++++ Exercise materials ++++
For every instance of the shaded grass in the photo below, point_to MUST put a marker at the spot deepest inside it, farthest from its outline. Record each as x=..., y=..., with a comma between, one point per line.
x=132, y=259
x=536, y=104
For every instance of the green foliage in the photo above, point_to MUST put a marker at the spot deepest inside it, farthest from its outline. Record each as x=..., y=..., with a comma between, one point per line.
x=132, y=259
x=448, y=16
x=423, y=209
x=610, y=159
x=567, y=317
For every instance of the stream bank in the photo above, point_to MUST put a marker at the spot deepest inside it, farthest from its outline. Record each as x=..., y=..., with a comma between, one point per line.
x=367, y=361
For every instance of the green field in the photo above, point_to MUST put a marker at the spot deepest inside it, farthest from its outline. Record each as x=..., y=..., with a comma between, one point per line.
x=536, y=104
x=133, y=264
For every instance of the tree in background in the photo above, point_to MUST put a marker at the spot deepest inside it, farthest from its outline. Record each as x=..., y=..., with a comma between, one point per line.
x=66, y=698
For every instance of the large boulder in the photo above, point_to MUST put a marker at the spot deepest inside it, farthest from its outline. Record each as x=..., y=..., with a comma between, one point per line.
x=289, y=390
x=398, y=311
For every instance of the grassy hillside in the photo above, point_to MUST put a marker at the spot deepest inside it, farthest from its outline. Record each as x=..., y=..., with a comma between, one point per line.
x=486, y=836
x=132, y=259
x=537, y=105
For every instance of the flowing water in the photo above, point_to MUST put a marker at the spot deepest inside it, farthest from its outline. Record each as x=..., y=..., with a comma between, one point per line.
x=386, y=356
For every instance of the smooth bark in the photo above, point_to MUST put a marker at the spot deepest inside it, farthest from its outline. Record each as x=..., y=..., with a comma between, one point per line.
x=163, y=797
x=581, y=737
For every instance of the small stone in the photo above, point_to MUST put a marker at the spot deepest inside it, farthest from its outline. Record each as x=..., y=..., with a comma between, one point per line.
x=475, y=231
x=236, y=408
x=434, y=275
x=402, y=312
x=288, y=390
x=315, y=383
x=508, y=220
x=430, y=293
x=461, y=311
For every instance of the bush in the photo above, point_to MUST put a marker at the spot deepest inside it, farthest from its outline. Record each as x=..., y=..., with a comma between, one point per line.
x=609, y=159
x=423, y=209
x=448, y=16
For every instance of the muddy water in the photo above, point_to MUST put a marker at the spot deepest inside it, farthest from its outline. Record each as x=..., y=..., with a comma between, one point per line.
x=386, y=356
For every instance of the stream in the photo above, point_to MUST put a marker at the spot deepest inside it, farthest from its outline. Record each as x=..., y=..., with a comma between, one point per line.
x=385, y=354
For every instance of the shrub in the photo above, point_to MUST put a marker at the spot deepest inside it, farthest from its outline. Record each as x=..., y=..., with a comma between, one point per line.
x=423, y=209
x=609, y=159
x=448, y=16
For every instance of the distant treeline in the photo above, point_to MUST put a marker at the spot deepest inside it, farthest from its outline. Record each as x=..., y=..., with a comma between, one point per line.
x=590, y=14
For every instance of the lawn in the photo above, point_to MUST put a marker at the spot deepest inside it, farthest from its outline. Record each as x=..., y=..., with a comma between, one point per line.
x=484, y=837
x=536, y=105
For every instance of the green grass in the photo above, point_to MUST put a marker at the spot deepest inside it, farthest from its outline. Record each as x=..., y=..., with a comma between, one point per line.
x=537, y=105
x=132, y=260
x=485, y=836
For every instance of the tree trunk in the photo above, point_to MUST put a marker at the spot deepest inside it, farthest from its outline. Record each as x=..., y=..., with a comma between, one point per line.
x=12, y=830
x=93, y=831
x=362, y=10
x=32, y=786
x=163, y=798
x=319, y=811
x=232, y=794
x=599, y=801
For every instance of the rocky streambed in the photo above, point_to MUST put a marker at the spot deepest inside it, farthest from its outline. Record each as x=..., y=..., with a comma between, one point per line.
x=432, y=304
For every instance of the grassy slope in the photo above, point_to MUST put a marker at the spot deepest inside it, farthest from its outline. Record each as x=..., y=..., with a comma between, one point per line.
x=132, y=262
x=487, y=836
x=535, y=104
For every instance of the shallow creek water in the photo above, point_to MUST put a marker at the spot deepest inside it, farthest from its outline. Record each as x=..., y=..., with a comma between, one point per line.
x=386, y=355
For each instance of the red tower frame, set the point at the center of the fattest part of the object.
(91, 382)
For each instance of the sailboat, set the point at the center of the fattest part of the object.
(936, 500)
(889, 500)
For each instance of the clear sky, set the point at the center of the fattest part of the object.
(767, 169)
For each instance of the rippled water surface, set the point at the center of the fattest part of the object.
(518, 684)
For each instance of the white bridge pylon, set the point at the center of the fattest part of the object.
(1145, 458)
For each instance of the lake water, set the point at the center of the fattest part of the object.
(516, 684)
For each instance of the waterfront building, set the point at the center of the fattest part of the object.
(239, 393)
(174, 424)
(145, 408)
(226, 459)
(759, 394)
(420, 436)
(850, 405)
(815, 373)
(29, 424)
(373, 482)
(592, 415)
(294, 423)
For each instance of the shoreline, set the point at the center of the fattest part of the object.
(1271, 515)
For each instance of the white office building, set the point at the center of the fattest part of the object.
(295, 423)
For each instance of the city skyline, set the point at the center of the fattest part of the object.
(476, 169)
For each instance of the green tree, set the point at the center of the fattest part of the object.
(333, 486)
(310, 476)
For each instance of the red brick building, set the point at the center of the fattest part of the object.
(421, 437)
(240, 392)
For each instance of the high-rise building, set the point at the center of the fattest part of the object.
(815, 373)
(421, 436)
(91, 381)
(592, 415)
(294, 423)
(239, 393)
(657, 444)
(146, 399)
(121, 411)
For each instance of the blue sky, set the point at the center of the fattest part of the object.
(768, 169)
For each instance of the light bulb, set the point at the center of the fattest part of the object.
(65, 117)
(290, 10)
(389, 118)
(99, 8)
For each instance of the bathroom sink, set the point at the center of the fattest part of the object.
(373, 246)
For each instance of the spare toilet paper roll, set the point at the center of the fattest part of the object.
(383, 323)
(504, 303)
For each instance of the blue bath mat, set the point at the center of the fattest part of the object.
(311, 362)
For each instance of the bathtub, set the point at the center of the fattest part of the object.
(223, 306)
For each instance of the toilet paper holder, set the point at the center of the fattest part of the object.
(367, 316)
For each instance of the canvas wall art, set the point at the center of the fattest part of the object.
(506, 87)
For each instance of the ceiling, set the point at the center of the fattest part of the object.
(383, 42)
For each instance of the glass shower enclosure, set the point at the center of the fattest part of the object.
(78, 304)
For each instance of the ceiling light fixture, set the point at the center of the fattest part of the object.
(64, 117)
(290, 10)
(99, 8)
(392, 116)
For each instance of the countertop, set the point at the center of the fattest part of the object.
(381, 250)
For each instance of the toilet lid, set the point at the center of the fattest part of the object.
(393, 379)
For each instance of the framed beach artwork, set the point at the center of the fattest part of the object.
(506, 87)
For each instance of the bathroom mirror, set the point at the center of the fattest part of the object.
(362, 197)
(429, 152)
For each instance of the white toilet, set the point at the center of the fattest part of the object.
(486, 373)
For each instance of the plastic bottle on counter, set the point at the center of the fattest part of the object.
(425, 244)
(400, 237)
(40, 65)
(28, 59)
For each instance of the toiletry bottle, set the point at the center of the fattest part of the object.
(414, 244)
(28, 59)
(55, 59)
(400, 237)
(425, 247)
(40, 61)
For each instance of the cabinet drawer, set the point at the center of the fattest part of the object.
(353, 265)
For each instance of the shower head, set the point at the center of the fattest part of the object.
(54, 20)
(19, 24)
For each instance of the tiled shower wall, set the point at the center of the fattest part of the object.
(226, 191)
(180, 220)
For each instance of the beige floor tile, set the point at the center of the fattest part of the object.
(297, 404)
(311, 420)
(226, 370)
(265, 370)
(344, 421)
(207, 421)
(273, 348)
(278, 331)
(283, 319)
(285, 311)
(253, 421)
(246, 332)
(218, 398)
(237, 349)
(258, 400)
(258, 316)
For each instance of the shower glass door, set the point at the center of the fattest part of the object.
++++
**What to produce**
Extract the rows between the line holding "For every instance of the green foliage" and the line holding "x=567, y=317", inclusive, and reproduce them without any change.

**Task solution**
For every instance of the green foliage in the photo above, point_to MUST put a marker at the spot deepest inside it, farthest from its outline. Record each as x=..., y=..., with a comma between, one point per line.
x=132, y=259
x=448, y=16
x=423, y=209
x=610, y=159
x=567, y=317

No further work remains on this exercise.